__WHAT YOU WILL DO__. Transcribe word for word the lines below from the line with "Target: white stone" through the line with "[locate] sky (a", ends included.

__MATERIAL SUPPLIED__.
● ● ● ●

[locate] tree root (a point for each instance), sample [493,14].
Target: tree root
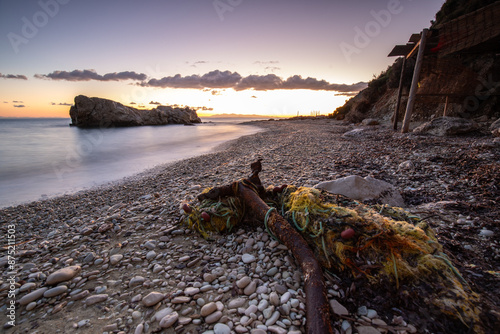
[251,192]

● ● ● ●

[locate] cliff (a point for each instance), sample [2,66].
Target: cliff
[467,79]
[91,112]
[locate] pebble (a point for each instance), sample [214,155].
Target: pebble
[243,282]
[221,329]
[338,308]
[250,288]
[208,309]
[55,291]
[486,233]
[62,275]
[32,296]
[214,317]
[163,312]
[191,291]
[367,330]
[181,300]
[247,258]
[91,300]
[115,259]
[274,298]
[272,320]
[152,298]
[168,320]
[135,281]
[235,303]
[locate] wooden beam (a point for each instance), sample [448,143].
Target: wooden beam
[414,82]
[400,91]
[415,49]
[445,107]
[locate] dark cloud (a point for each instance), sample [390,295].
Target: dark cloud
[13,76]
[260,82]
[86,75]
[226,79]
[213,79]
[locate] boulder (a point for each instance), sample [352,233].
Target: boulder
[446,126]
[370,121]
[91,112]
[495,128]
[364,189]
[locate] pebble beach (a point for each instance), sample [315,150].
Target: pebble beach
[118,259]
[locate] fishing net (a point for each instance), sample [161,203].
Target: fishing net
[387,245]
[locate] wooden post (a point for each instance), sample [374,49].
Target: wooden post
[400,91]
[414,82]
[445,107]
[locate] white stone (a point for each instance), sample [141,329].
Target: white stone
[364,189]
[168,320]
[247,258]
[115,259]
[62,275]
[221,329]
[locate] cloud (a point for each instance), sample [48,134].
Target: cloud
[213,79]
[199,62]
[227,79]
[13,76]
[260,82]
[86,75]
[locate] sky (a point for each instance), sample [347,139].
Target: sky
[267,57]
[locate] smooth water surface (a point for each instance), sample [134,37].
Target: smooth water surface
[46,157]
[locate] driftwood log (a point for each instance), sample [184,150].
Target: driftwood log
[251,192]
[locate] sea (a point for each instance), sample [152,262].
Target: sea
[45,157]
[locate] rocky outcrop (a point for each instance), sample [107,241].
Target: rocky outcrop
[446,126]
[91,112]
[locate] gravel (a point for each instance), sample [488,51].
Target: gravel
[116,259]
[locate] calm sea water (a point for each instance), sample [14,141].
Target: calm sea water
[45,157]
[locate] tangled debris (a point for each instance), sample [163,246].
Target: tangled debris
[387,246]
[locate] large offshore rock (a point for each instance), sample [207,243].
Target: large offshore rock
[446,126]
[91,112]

● ● ● ●

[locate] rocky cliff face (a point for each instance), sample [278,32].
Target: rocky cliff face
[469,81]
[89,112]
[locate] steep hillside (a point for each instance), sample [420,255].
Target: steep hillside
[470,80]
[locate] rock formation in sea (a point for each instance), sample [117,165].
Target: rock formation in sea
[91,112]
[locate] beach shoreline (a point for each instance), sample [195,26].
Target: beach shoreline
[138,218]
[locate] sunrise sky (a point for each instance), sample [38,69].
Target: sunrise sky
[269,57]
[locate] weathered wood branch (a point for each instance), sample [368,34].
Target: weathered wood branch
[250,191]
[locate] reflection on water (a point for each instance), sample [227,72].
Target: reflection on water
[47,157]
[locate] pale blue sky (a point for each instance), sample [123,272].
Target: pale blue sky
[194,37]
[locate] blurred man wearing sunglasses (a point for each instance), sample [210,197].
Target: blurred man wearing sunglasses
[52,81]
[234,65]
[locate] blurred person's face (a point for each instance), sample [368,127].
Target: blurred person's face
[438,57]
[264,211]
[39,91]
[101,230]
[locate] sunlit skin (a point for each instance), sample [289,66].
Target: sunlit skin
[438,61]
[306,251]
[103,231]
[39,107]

● ● ● ●

__YOUR SOLUTION__.
Target: white stone
[364,189]
[168,320]
[247,258]
[115,259]
[62,275]
[221,329]
[locate] cloud (a point for each instance), sample [48,134].
Target: cloud
[213,79]
[199,62]
[227,79]
[13,76]
[260,82]
[86,75]
[locate] sky (a point for each instance), sample [347,139].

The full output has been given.